Please count the lines in the rows below that contain the word "mirror", and reply with only that number.

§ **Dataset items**
----------

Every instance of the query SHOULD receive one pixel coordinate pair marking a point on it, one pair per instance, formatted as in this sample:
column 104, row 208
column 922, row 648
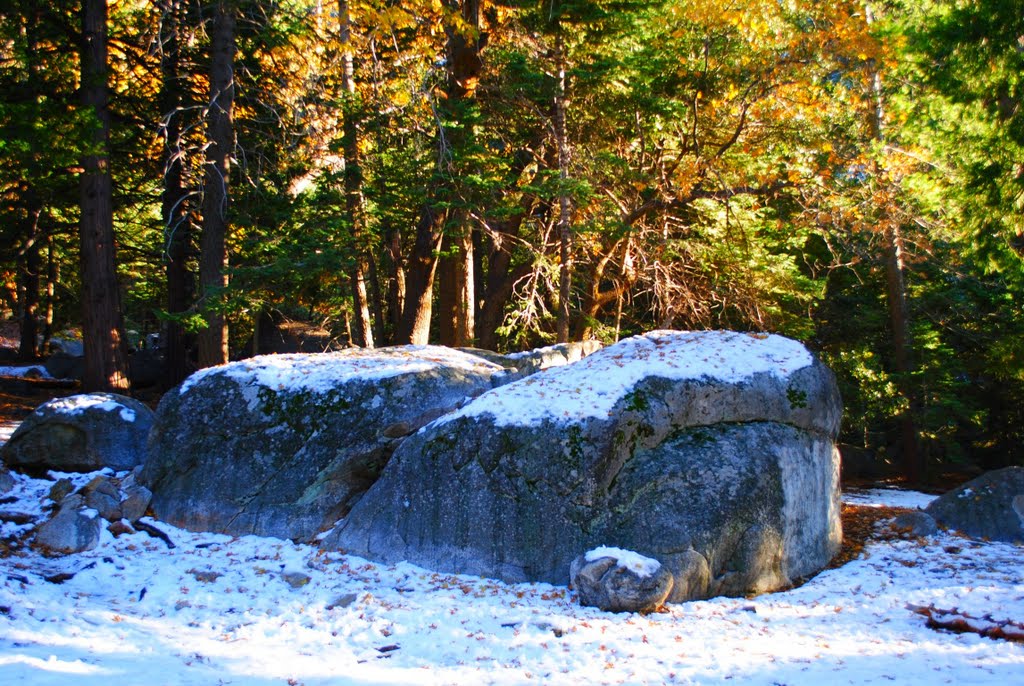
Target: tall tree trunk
column 463, row 52
column 899, row 318
column 28, row 348
column 564, row 202
column 456, row 288
column 220, row 133
column 353, row 181
column 52, row 273
column 102, row 326
column 396, row 283
column 174, row 208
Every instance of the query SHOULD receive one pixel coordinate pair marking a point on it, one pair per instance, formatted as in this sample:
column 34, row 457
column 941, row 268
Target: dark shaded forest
column 512, row 174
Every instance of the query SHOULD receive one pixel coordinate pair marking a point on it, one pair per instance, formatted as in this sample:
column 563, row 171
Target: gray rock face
column 6, row 481
column 284, row 445
column 73, row 529
column 915, row 523
column 81, row 433
column 607, row 584
column 712, row 453
column 988, row 507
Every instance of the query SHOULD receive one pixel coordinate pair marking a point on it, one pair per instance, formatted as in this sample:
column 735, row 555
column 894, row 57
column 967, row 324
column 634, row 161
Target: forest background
column 511, row 174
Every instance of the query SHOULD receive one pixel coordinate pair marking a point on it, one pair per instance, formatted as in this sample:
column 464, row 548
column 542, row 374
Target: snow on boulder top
column 76, row 404
column 635, row 562
column 593, row 386
column 322, row 372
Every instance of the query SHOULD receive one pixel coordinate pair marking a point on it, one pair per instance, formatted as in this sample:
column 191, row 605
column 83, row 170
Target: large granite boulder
column 81, row 433
column 284, row 445
column 709, row 452
column 988, row 507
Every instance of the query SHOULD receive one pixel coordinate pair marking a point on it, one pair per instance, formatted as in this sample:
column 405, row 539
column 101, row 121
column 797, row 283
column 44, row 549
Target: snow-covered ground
column 221, row 610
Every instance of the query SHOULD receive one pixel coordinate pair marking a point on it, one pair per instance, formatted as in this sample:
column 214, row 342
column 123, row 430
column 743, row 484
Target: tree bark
column 174, row 208
column 353, row 182
column 102, row 327
column 564, row 202
column 220, row 133
column 28, row 348
column 463, row 71
column 899, row 318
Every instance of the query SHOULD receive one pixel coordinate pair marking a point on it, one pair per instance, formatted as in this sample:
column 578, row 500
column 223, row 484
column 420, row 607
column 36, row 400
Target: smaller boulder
column 81, row 433
column 988, row 507
column 135, row 503
column 60, row 489
column 6, row 482
column 620, row 581
column 102, row 496
column 916, row 523
column 73, row 529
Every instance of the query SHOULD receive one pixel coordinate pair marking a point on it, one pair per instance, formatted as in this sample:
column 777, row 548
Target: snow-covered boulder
column 283, row 445
column 988, row 507
column 81, row 433
column 74, row 528
column 6, row 481
column 710, row 452
column 620, row 581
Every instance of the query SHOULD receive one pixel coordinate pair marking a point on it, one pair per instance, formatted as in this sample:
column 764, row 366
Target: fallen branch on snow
column 962, row 623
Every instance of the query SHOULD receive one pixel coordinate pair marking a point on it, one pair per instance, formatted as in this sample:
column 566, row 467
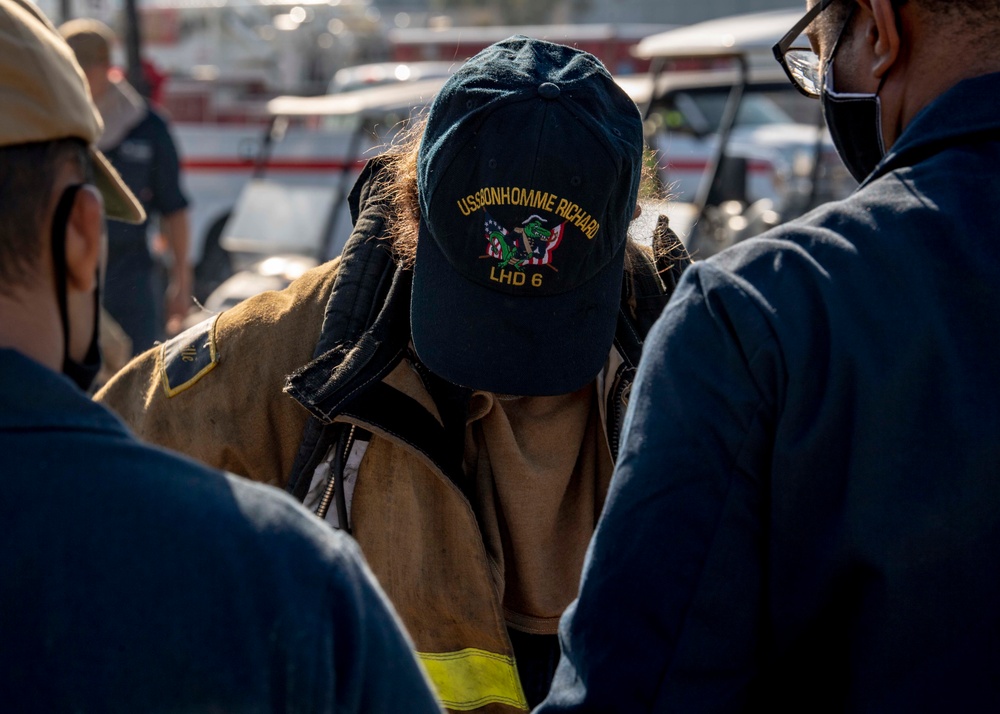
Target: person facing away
column 132, row 579
column 138, row 143
column 806, row 510
column 450, row 388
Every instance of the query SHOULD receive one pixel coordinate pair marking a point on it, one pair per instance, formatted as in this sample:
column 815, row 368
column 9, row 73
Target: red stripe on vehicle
column 287, row 165
column 755, row 167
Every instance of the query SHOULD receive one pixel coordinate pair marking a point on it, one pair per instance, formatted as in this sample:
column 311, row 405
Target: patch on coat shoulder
column 188, row 357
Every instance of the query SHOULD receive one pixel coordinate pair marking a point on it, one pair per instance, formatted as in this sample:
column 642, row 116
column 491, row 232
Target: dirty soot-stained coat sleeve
column 231, row 413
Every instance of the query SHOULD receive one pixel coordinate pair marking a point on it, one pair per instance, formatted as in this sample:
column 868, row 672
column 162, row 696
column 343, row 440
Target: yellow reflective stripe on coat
column 472, row 678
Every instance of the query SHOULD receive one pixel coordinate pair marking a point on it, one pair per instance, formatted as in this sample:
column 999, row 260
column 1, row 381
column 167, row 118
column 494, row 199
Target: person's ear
column 882, row 34
column 84, row 240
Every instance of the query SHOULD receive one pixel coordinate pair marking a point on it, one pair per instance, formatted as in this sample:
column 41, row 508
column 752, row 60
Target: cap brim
column 119, row 202
column 523, row 345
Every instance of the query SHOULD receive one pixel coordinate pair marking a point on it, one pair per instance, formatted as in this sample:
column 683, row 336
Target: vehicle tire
column 216, row 263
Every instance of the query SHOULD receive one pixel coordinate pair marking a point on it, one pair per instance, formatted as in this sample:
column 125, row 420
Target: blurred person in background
column 133, row 579
column 138, row 143
column 450, row 388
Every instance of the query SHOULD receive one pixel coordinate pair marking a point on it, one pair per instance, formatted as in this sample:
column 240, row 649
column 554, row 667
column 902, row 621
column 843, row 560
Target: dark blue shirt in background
column 134, row 580
column 134, row 287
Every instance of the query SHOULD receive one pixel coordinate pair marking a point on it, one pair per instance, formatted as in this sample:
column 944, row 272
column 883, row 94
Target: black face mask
column 855, row 123
column 82, row 373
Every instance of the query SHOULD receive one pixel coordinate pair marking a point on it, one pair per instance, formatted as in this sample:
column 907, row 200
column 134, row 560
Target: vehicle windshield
column 700, row 111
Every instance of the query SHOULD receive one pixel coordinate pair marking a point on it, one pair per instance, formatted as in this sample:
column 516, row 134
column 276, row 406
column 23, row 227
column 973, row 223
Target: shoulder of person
column 215, row 391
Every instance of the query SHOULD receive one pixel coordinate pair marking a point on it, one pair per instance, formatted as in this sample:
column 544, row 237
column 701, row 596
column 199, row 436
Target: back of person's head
column 968, row 23
column 46, row 119
column 527, row 178
column 91, row 41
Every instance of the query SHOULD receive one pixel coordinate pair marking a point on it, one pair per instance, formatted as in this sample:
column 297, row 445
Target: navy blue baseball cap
column 528, row 173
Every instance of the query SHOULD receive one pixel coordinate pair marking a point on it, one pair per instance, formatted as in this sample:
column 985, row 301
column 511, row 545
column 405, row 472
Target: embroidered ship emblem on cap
column 531, row 243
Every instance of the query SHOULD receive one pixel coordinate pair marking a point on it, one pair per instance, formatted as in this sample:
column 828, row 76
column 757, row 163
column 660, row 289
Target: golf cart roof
column 399, row 96
column 749, row 34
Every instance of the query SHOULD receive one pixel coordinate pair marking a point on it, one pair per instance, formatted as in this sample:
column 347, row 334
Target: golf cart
column 734, row 140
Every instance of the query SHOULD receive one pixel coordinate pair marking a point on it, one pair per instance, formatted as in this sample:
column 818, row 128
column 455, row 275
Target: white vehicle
column 224, row 59
column 735, row 140
column 376, row 74
column 305, row 212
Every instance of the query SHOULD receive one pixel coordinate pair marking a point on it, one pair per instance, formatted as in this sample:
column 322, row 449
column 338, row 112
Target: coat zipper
column 331, row 487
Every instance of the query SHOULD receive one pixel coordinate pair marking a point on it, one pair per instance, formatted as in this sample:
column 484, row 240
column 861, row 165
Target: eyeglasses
column 801, row 64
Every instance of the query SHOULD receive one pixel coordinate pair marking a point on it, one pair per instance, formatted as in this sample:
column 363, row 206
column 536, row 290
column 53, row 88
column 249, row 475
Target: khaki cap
column 44, row 97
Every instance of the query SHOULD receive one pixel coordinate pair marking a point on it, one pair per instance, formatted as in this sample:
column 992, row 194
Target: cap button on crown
column 547, row 90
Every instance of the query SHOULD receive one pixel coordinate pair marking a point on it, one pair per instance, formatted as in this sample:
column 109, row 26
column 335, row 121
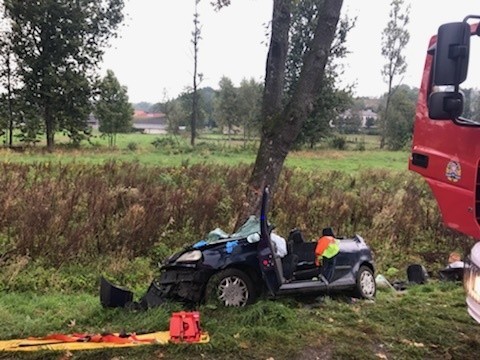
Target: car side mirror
column 255, row 237
column 445, row 105
column 451, row 54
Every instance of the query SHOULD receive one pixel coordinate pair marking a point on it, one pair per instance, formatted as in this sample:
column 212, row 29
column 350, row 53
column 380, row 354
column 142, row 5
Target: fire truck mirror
column 445, row 105
column 451, row 54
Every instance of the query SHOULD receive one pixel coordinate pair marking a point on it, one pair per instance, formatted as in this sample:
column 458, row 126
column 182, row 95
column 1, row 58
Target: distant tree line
column 48, row 68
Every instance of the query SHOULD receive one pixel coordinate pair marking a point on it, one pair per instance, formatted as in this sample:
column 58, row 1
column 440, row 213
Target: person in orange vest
column 325, row 254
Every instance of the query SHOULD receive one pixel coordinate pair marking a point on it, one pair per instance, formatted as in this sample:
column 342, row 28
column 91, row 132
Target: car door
column 270, row 266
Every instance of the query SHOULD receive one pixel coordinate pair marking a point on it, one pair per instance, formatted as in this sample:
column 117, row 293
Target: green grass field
column 423, row 322
column 210, row 149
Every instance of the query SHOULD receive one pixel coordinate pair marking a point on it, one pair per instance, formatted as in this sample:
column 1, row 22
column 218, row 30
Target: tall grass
column 64, row 212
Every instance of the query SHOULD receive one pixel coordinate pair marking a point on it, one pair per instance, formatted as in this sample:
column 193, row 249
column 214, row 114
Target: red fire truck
column 446, row 146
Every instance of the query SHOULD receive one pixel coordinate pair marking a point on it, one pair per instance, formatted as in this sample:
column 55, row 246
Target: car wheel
column 231, row 287
column 366, row 286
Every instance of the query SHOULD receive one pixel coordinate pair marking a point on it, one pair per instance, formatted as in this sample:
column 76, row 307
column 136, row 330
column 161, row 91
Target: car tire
column 231, row 287
column 365, row 287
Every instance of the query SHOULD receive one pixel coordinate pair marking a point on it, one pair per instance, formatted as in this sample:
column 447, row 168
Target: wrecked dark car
column 235, row 269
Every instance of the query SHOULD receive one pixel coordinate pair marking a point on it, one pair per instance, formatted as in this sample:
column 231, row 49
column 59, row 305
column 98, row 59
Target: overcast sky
column 154, row 55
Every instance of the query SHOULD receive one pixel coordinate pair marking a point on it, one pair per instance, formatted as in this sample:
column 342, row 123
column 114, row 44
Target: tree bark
column 282, row 124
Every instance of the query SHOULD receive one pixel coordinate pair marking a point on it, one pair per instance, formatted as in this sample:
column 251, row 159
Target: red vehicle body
column 446, row 147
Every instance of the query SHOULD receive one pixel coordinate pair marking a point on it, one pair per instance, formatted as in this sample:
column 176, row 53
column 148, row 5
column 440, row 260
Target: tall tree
column 8, row 71
column 195, row 40
column 283, row 117
column 58, row 45
column 395, row 38
column 249, row 106
column 112, row 109
column 227, row 105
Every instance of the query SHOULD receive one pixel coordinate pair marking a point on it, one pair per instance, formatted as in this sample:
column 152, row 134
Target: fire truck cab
column 446, row 146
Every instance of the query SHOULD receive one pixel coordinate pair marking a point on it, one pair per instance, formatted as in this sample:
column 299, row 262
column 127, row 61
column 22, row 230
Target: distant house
column 368, row 114
column 150, row 123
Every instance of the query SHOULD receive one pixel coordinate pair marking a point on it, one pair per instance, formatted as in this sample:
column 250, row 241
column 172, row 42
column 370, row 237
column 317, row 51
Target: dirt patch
column 317, row 352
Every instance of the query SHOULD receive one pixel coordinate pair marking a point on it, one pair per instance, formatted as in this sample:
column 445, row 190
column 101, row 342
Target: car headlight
column 190, row 256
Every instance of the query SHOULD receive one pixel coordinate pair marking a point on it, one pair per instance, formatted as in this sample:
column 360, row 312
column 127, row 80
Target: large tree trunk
column 282, row 124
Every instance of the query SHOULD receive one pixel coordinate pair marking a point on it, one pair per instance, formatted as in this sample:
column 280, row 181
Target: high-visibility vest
column 327, row 246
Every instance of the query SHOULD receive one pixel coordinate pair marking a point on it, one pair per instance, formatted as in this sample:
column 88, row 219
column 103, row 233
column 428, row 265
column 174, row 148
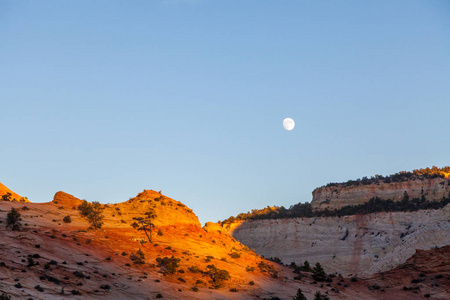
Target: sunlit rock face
column 335, row 197
column 13, row 196
column 359, row 244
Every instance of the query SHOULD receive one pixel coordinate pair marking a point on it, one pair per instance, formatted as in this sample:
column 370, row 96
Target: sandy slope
column 103, row 257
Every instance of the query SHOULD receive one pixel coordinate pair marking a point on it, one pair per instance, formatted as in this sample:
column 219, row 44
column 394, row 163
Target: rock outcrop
column 358, row 244
column 167, row 210
column 13, row 196
column 339, row 195
column 66, row 200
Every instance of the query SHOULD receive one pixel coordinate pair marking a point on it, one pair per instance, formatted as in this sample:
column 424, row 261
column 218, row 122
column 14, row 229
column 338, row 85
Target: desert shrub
column 13, row 220
column 319, row 273
column 7, row 197
column 31, row 261
column 234, row 254
column 217, row 276
column 194, row 269
column 85, row 208
column 138, row 258
column 169, row 265
column 276, row 260
column 5, row 296
column 265, row 267
column 299, row 295
column 318, row 296
column 39, row 288
column 306, row 267
column 135, row 225
column 79, row 274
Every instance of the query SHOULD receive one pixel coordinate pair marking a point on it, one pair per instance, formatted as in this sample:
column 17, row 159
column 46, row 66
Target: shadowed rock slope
column 53, row 259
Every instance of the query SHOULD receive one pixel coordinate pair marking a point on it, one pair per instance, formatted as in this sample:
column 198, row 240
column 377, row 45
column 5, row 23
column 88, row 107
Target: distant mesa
column 432, row 184
column 7, row 195
column 66, row 200
column 168, row 210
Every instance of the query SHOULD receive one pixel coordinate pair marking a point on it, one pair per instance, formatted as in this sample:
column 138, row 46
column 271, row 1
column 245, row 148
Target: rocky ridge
column 340, row 195
column 13, row 196
column 358, row 244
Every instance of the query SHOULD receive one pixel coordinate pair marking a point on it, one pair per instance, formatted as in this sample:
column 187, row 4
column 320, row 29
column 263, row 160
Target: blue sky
column 103, row 99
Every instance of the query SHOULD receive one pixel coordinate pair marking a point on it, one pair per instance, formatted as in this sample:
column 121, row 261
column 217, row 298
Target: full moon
column 288, row 124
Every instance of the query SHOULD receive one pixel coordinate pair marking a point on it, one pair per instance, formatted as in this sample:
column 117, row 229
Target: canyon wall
column 356, row 245
column 337, row 196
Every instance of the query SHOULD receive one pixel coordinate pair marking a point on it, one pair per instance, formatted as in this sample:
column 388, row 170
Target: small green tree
column 217, row 276
column 146, row 223
column 319, row 273
column 5, row 296
column 13, row 220
column 95, row 217
column 7, row 197
column 299, row 295
column 85, row 208
column 169, row 265
column 319, row 296
column 138, row 258
column 306, row 267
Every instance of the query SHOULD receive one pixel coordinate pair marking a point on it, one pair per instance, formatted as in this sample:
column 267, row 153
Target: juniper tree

----------

§ **TASK SOLUTION**
2